BEGIN PASSAGE

With this BBQ I thee wed...
October 9, 2012 10:34 AM   Subscribe

My partner is planning to propose in a matter of a few months. I want have something that I can surprise HIM with when he proposes to me! Is it acceptable for a woman to give a reciprocal proposal gift to the man? And if it is acceptable, would a barbecue be a little too bizarre?

As of last Thursday I have found out that my partner has paid a substantial down payment on the ring of my dreams and that it is currently off getting sized. He didn’t intend to tell me, but he is crap at secrets. He was trying to be sly but I figured it out pretty quickly when he came home absolutely BOUNCING and grinning and had been gone much too long for him to do what he alleged he was doing. He had this whole fake-out plan in place with the jewelry store where he’d take me to see the ring “one last time” to be sure I felt it was the right one and then be all “Oh no, it appears someone else bought the ring!” and then I’d get all upset. Thankfully he couldn’t keep it together long enough to have that work out.

END PASSAGE
BEGIN INPUT ROWS

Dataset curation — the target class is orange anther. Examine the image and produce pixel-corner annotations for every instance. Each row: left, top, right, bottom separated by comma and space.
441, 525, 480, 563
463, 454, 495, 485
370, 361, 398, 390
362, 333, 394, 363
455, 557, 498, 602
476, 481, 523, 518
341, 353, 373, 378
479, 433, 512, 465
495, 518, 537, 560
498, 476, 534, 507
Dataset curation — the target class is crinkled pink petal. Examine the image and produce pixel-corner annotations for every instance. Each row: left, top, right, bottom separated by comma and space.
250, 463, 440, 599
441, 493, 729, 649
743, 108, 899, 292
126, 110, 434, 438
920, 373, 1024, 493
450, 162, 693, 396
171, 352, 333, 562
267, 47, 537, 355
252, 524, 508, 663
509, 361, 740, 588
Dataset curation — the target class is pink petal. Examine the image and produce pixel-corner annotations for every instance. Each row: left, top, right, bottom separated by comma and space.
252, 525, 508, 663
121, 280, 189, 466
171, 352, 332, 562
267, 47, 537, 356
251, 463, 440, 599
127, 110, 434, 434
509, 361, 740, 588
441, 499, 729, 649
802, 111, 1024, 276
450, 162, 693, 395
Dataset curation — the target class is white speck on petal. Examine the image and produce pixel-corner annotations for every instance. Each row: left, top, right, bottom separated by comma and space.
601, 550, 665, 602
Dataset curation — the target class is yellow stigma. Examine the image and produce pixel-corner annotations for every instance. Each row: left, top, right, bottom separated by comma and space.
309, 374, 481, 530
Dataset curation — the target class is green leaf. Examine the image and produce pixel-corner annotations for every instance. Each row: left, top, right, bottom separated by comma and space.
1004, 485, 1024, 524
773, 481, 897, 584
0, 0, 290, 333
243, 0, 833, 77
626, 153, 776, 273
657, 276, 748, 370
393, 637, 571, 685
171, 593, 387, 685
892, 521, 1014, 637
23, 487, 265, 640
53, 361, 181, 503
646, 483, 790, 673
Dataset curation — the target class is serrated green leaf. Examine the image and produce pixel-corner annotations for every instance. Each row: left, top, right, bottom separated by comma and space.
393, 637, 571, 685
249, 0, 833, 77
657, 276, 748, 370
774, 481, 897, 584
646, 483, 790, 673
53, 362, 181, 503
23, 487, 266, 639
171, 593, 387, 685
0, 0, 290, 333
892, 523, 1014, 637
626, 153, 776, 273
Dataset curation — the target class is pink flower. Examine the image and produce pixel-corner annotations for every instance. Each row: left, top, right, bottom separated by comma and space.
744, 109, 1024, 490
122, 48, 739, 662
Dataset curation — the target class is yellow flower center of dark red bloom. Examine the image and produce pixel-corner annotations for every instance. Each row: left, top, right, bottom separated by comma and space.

END INPUT ROWS
BEGIN INPUT ROWS

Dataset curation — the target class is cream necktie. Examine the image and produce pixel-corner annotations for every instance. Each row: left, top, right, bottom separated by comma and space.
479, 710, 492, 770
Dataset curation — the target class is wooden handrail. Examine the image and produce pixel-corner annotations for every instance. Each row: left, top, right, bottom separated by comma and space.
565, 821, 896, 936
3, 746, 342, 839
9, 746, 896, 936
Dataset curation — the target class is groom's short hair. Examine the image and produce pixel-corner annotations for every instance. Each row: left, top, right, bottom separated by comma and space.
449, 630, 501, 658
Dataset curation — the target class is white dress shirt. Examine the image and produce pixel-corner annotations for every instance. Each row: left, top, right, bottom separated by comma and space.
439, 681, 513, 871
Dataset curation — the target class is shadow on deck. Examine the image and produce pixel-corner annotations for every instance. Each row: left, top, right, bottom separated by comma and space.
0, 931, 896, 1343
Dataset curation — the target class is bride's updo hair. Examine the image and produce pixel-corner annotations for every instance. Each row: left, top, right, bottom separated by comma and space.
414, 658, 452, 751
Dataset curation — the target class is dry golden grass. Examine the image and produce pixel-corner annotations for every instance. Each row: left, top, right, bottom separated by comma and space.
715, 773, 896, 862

END INPUT ROWS
BEGIN INPUT ROWS

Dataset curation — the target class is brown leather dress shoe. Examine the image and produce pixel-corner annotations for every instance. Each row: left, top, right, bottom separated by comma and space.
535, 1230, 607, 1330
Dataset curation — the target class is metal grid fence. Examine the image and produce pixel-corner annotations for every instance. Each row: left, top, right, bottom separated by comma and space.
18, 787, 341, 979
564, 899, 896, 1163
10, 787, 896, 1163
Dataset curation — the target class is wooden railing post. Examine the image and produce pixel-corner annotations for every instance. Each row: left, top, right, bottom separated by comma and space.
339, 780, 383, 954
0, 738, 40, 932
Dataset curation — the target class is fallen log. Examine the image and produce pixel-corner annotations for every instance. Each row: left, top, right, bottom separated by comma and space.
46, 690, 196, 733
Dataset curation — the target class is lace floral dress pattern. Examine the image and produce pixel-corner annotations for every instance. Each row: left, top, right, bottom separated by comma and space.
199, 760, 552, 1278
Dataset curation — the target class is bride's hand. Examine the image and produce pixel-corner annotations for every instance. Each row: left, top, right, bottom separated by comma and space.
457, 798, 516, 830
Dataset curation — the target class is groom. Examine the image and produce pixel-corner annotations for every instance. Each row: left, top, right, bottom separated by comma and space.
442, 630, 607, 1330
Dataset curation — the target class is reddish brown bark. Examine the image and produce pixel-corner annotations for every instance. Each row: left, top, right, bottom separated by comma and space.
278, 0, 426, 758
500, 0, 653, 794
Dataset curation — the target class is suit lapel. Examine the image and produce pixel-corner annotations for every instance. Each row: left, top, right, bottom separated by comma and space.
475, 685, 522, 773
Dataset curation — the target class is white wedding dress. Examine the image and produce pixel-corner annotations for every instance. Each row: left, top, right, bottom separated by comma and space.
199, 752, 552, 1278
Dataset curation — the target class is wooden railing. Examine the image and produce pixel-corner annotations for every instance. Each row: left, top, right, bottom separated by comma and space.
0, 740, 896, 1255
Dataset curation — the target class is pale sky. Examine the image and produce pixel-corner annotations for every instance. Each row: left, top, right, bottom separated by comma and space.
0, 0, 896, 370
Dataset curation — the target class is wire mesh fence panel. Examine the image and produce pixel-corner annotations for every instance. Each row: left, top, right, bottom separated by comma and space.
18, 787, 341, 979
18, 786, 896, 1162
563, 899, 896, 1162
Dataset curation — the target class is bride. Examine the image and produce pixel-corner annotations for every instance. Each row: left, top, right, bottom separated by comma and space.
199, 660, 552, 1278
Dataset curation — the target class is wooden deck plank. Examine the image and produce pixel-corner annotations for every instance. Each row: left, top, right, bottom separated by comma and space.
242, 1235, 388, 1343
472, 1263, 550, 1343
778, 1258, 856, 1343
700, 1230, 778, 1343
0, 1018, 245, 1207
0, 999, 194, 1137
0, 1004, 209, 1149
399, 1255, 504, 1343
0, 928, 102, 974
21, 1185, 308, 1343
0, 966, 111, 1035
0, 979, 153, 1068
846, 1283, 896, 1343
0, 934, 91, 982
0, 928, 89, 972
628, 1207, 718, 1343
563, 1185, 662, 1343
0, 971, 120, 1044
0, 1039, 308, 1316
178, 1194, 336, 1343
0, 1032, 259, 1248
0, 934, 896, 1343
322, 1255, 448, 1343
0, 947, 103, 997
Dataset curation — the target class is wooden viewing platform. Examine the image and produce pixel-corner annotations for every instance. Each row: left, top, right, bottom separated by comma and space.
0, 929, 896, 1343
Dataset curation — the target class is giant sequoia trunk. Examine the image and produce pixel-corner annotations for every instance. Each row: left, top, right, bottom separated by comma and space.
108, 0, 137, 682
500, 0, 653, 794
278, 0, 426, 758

END INPUT ROWS

# DIRECTIONS
a. According to the wedding-proposal post, what fake-out plan had the partner arranged with the jewelry store?
b. State how many lines of the entries contain the string "fence", with case counting, giving only the number.

# ANSWERS TO THE EXERCISES
a. He planned to take her to see the ring "one last time" to confirm it was the right one and then claim that someone else had bought it, so that she would become upset.

b. 2